▸ WRITTEN REQUEST
Set down the full listing exactly as given. Any pictures are to be left out.

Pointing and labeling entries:
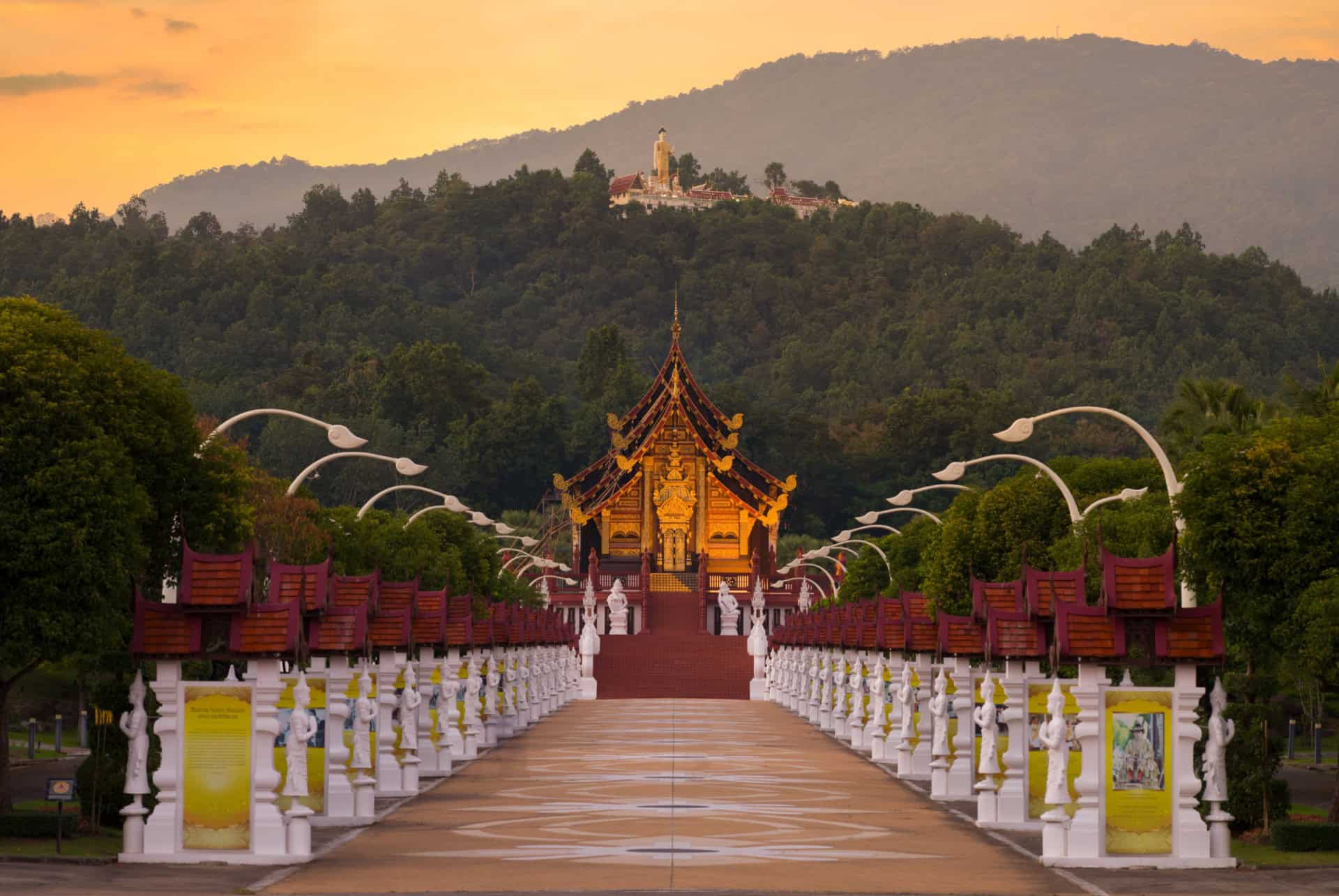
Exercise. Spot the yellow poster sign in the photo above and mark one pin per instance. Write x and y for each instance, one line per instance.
(315, 747)
(1138, 772)
(216, 766)
(1037, 757)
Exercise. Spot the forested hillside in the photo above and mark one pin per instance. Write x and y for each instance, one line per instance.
(469, 327)
(1052, 135)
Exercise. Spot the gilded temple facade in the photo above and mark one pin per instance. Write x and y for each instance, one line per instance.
(674, 496)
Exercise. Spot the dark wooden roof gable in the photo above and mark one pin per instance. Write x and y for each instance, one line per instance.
(1045, 590)
(164, 630)
(216, 580)
(307, 584)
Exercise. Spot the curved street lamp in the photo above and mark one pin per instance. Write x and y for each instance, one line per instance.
(847, 533)
(848, 540)
(817, 587)
(1021, 429)
(449, 501)
(873, 515)
(336, 433)
(403, 465)
(905, 496)
(956, 469)
(800, 564)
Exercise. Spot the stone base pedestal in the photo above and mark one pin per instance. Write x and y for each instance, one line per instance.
(1054, 829)
(939, 778)
(1220, 837)
(299, 830)
(133, 829)
(988, 803)
(410, 775)
(904, 761)
(365, 798)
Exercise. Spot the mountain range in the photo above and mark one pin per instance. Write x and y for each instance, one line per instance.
(1066, 137)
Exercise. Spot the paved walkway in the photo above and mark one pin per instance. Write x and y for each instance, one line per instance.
(672, 794)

▸ EXERCISE SOLUTION
Exercise. Spot the yellow poster sign in the photo above and mark one pin per instance. Write x and y for each instance, one line per instance.
(315, 747)
(1138, 772)
(216, 766)
(1037, 757)
Exercise. Spot the forested hillside in the photo above and mark one pin per instance. Write x and y for each instance, one line per instance.
(469, 327)
(1052, 135)
Exercise. Spot the gilded temple facade in the photo above and mark one pin per instance. Write x and y for each instance, one line per instance.
(674, 496)
Exercise. Spot the dark wooden roof gable in the photo above and mark one pin per instance. Write x and y for each instance, one line per instance.
(1045, 590)
(164, 630)
(216, 580)
(307, 584)
Exercise. Spot the curved street lamp in the photo above and mark one pin per instance. Write x and y for each instance, one line per instance.
(847, 533)
(848, 540)
(817, 587)
(1021, 429)
(449, 501)
(873, 515)
(336, 433)
(403, 465)
(905, 496)
(956, 469)
(800, 564)
Exercise. Spot the stone base pedestal in the photo above and mark one pin per instance. Write x and y for each instance, one line per instance.
(1054, 829)
(939, 778)
(1220, 837)
(299, 830)
(133, 829)
(988, 803)
(410, 775)
(904, 761)
(365, 798)
Exercise. Spot the mountain range in the photo above and mark one pin per instance. Write x and y for each instance, one line per instance.
(1066, 137)
Exercise. Spot the paved walkway in the photo above and mark one pin per instance. Write x and y for each instance, one line per instance.
(672, 794)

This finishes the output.